▶ _Objective_: Copy out the final stretch of the listing: the line that contains "the arched doorway" and all lines after it, exactly as they appear.

----------

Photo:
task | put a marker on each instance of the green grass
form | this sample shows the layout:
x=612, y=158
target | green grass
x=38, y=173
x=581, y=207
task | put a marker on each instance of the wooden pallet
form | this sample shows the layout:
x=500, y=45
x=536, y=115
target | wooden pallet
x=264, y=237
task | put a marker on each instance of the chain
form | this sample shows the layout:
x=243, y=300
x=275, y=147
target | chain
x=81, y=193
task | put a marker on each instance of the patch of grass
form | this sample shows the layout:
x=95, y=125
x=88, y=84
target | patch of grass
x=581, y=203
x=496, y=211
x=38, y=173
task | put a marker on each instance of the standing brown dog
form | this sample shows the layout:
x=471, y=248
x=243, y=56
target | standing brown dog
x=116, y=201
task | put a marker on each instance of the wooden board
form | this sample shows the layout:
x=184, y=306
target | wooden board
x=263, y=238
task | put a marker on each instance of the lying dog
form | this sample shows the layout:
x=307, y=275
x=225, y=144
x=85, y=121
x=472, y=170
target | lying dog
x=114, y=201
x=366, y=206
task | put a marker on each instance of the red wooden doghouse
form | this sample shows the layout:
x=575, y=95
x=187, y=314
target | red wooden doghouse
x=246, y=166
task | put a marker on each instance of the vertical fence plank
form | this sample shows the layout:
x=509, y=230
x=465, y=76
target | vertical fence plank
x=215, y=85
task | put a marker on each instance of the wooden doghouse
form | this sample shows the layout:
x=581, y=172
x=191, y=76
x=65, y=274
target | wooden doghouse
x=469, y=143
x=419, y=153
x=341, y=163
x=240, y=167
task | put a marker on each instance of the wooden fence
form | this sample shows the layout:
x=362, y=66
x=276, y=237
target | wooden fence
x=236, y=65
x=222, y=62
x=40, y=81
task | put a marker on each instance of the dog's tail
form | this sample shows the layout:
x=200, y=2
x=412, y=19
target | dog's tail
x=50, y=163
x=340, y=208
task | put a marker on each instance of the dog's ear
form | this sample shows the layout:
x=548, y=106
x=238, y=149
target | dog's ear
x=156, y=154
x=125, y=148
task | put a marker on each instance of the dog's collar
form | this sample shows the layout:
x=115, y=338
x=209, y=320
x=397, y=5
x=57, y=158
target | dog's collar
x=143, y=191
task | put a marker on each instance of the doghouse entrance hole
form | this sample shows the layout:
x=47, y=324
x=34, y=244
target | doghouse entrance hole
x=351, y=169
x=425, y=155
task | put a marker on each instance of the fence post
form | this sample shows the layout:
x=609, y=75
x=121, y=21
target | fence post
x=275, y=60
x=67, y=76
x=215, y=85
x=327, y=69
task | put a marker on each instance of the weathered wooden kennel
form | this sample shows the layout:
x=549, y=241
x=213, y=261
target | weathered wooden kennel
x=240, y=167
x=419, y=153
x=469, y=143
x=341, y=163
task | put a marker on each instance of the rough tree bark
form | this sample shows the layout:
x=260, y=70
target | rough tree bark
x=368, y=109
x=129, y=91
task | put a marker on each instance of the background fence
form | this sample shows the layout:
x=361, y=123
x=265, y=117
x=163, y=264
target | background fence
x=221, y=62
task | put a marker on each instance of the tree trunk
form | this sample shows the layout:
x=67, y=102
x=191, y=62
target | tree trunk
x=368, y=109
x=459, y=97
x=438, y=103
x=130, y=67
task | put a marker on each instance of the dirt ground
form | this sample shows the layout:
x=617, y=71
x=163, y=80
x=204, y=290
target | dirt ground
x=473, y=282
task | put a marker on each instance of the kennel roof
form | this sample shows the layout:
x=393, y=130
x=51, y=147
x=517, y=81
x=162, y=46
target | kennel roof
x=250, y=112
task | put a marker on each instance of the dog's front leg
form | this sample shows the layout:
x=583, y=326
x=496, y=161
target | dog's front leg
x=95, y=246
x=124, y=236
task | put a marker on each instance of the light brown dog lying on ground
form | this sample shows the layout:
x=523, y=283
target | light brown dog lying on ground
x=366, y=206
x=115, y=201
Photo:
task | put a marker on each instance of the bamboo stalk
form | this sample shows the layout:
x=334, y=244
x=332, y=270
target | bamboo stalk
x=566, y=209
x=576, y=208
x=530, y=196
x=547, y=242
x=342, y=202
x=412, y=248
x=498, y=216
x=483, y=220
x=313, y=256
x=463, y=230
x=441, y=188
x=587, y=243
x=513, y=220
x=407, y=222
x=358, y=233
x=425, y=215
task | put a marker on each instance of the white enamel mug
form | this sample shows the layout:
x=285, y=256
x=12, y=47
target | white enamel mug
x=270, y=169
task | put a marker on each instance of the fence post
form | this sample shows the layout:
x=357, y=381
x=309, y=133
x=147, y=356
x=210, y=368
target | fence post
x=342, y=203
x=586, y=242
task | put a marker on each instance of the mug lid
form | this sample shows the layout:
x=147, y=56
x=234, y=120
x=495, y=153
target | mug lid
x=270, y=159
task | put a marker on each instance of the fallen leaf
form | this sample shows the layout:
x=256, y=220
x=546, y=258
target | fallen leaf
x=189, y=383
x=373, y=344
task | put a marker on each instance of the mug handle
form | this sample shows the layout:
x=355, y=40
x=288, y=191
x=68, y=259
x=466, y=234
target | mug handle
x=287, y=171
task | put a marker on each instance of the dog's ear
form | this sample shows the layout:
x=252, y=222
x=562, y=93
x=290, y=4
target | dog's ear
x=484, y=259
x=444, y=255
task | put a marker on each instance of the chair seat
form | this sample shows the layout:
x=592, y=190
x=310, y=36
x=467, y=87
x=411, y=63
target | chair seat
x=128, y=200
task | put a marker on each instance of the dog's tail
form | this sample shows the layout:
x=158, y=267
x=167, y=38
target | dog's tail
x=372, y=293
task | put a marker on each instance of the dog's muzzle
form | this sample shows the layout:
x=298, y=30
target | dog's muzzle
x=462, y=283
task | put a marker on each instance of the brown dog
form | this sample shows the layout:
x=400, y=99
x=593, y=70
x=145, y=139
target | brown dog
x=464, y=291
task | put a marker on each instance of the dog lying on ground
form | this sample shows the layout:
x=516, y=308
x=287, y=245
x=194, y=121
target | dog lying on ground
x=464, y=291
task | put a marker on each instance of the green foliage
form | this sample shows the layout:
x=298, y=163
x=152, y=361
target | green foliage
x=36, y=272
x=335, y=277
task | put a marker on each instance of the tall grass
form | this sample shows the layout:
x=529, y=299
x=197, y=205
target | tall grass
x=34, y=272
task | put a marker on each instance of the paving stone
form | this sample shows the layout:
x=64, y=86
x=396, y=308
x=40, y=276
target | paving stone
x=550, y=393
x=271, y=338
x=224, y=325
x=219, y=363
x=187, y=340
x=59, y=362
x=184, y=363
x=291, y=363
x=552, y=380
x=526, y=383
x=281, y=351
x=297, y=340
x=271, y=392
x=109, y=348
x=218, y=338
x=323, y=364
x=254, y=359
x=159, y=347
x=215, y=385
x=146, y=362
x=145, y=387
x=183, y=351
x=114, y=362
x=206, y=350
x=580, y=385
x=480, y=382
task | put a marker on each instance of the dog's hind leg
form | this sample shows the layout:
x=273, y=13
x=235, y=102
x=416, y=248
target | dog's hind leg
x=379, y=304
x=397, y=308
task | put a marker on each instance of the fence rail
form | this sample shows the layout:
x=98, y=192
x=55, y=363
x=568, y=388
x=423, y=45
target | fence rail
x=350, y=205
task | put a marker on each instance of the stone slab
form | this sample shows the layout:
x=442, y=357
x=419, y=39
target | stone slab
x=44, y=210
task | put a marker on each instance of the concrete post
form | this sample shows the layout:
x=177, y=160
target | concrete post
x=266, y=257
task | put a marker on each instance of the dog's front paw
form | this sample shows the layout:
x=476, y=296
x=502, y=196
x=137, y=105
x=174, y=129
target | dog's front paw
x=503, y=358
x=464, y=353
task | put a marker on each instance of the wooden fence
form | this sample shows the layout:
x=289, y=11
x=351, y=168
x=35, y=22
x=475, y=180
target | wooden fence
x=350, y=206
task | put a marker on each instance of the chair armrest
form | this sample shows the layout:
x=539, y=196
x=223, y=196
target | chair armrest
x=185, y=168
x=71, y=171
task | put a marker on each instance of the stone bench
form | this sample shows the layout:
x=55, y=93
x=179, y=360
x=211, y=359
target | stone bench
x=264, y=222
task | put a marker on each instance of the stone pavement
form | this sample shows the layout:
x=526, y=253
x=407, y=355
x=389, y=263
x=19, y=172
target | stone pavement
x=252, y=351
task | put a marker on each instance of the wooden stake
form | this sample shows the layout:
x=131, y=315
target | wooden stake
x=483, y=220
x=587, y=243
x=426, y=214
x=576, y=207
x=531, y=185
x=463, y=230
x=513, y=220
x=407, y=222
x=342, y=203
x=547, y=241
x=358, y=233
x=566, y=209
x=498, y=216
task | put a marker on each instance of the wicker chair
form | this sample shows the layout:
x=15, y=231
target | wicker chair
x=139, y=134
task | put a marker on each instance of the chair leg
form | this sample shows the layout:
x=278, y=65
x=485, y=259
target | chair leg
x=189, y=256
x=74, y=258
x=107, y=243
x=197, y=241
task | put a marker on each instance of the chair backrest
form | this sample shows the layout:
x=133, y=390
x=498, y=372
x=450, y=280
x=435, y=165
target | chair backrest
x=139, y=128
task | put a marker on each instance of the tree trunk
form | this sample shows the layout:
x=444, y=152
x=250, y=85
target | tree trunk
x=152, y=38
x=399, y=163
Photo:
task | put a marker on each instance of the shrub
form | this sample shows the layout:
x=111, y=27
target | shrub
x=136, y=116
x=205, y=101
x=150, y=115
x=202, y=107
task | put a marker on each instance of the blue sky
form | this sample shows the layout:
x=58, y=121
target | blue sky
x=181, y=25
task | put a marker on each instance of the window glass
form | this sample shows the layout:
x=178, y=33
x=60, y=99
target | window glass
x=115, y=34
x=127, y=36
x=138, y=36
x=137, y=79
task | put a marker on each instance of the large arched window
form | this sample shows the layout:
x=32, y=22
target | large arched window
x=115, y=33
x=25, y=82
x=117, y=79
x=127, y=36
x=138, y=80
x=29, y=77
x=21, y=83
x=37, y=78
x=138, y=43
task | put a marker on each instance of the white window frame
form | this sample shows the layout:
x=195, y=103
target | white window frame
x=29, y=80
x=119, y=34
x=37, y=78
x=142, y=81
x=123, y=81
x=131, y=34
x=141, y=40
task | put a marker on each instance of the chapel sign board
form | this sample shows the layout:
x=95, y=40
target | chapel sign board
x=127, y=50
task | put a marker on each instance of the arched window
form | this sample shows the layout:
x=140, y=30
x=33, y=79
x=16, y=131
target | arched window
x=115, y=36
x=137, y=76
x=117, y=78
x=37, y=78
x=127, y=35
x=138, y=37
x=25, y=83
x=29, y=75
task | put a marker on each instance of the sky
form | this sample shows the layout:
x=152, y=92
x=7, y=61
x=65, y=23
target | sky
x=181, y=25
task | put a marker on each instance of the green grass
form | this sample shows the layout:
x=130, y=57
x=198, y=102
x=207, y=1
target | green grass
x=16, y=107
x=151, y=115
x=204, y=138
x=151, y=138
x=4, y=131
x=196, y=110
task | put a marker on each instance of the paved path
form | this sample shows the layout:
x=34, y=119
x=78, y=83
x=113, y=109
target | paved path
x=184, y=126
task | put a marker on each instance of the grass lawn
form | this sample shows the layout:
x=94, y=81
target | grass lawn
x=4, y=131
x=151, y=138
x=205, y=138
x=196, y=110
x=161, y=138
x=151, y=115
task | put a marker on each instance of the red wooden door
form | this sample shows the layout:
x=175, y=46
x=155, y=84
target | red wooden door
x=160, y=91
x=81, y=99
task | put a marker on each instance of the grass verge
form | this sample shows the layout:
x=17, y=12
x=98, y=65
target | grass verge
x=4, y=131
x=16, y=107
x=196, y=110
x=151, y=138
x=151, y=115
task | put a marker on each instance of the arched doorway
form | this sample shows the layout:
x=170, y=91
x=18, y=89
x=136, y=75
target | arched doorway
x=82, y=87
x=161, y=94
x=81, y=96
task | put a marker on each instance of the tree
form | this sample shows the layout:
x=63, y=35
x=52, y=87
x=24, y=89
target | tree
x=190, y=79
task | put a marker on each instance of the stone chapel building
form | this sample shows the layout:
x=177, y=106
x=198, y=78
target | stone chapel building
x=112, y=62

----------

▶ _Final result_:
task | put a marker on each instance of the arched doorway
form | this sample shows the layout:
x=170, y=91
x=18, y=89
x=136, y=75
target | arched doorway
x=82, y=87
x=161, y=94
x=81, y=96
task | put a marker on each instance of the tree
form | this sample shows the layout:
x=63, y=35
x=52, y=87
x=24, y=89
target | tree
x=190, y=79
task | put a marker on each instance of the stone chapel building
form | this sample shows the layout:
x=177, y=106
x=198, y=78
target | stone chapel building
x=112, y=62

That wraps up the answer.